*Work to complete*
From the line with "Shelf-audit task: drop a dot on every instance of the hazy" onward, reproduce each line of the entries exactly, ending at the last one, and add nothing.

*The records*
* * * * * * * * *
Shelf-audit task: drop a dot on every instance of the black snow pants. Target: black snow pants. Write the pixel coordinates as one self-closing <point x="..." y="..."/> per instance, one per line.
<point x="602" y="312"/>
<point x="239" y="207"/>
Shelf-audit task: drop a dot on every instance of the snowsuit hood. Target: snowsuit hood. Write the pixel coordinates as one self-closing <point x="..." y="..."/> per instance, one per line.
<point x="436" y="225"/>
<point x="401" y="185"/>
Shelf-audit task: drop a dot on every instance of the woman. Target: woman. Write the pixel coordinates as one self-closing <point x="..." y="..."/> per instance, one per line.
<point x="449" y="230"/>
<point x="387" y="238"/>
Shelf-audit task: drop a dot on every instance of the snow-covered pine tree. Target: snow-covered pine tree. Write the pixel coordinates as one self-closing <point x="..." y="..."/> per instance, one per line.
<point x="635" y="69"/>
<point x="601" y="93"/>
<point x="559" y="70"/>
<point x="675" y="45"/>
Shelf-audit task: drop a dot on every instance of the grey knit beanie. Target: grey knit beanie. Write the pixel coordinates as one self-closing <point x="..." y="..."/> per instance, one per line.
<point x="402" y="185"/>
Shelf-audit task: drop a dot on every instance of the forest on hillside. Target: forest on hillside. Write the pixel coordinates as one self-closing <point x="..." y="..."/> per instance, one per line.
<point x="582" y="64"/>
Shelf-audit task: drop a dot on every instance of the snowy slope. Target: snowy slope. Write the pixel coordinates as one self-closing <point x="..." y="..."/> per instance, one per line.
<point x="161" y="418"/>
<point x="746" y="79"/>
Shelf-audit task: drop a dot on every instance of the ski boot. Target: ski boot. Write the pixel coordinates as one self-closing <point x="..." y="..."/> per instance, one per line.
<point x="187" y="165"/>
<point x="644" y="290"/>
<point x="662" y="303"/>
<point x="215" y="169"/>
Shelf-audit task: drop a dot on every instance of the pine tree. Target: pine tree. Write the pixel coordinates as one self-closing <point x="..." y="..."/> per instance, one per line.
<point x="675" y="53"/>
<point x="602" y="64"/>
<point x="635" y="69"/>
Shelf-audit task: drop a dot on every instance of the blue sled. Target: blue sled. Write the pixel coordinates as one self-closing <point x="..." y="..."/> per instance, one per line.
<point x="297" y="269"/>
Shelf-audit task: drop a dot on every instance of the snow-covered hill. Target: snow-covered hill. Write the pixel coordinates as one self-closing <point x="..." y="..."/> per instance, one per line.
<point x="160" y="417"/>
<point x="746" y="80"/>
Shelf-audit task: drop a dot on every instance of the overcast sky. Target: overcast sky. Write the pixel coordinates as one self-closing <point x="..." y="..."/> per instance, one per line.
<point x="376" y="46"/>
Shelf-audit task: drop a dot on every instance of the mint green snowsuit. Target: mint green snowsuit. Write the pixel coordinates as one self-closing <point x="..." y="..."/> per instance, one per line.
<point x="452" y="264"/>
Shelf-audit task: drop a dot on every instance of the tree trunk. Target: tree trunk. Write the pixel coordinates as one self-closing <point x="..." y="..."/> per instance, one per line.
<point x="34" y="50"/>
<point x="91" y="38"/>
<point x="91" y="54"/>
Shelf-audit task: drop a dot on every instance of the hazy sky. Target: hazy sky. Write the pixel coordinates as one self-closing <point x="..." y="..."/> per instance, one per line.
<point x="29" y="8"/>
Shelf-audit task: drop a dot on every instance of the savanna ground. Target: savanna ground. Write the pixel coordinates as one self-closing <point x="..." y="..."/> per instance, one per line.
* * * * * * * * *
*Result*
Shelf-audit task: drop a dot on every instance of the hazy sky. Target: hazy sky. Write the pixel coordinates as one self-closing <point x="..." y="..."/> per instance, one per line.
<point x="29" y="8"/>
Shelf-audit task: drop a dot on every instance of the savanna ground. Target: savanna ground. Write the pixel coordinates as one self-closing <point x="..." y="..."/> per instance, one per line.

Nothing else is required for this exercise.